[Segmentation mask data]
•••••
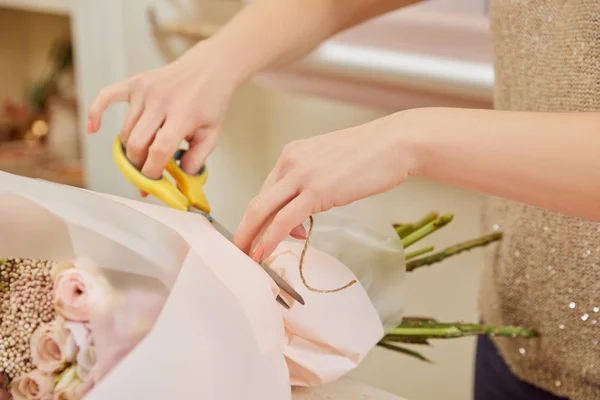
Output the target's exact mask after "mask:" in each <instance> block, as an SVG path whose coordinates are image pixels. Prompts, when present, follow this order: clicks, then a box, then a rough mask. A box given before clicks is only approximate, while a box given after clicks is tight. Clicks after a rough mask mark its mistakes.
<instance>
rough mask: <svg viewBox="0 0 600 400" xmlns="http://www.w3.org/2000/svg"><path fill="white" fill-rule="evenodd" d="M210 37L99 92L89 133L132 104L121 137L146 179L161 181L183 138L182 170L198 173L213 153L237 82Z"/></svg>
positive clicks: (92, 102)
mask: <svg viewBox="0 0 600 400" xmlns="http://www.w3.org/2000/svg"><path fill="white" fill-rule="evenodd" d="M219 54H220V53H219V52H218V50H217V46H214V45H212V43H211V42H210V39H209V40H208V41H205V42H201V43H200V44H198V45H197V46H196V47H194V48H192V49H191V50H190V51H188V52H187V53H186V54H184V55H183V56H182V57H181V58H179V59H178V60H176V61H175V62H173V63H171V64H169V65H167V66H165V67H163V68H159V69H157V70H153V71H149V72H144V73H142V74H139V75H136V76H133V77H131V78H128V79H125V80H123V81H120V82H117V83H115V84H113V85H111V86H108V87H106V88H104V89H103V90H101V91H100V93H99V94H98V95H97V97H96V98H95V99H94V100H93V101H92V103H91V105H90V108H89V117H88V118H89V122H88V132H89V133H94V132H97V131H98V130H99V129H100V123H101V119H102V113H103V112H104V111H105V110H106V109H107V108H108V107H109V106H110V105H111V104H113V103H117V102H128V103H129V113H128V115H127V118H126V119H125V122H124V123H123V127H122V129H121V132H120V135H121V138H122V141H123V144H124V145H125V148H126V153H127V158H128V159H129V160H130V161H131V162H132V163H133V165H135V166H136V167H137V168H138V169H139V170H140V171H141V172H142V173H143V174H144V175H146V176H148V177H150V178H159V177H160V176H161V174H162V172H163V170H164V169H165V167H166V165H167V163H168V162H169V160H170V159H171V158H172V157H173V154H174V153H175V152H176V151H177V150H178V148H179V146H180V145H181V143H182V142H183V141H184V140H187V141H188V142H189V145H190V147H189V151H187V152H186V154H185V156H184V158H183V159H182V160H181V166H182V168H183V170H184V171H186V172H187V173H189V174H195V173H197V172H198V171H199V170H200V168H201V167H202V165H203V164H204V161H205V159H206V157H207V156H208V154H209V153H210V152H211V151H212V150H213V149H214V147H215V145H216V141H217V135H218V133H219V128H220V126H221V121H222V119H223V115H224V113H225V111H226V108H227V105H228V103H229V100H230V98H231V95H232V93H233V91H234V90H235V87H236V85H237V84H238V80H237V77H236V75H235V72H234V71H233V69H232V68H231V67H230V65H231V64H227V63H224V62H223V60H222V59H221V57H220V56H219Z"/></svg>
•••••
• [The task]: Return a copy of each line in the entries that carries the string "instance".

• [Reply to the task]:
Output the target's exact mask after "mask:" in each <instance> block, as an SVG path whose coordinates are image pixels. Prompts, when present, follow this order: clicks, then a box, then a rough mask. A box given before clicks is only approximate, while a box given after clicks is tight. Clicks after a rough mask mark its mistakes.
<instance>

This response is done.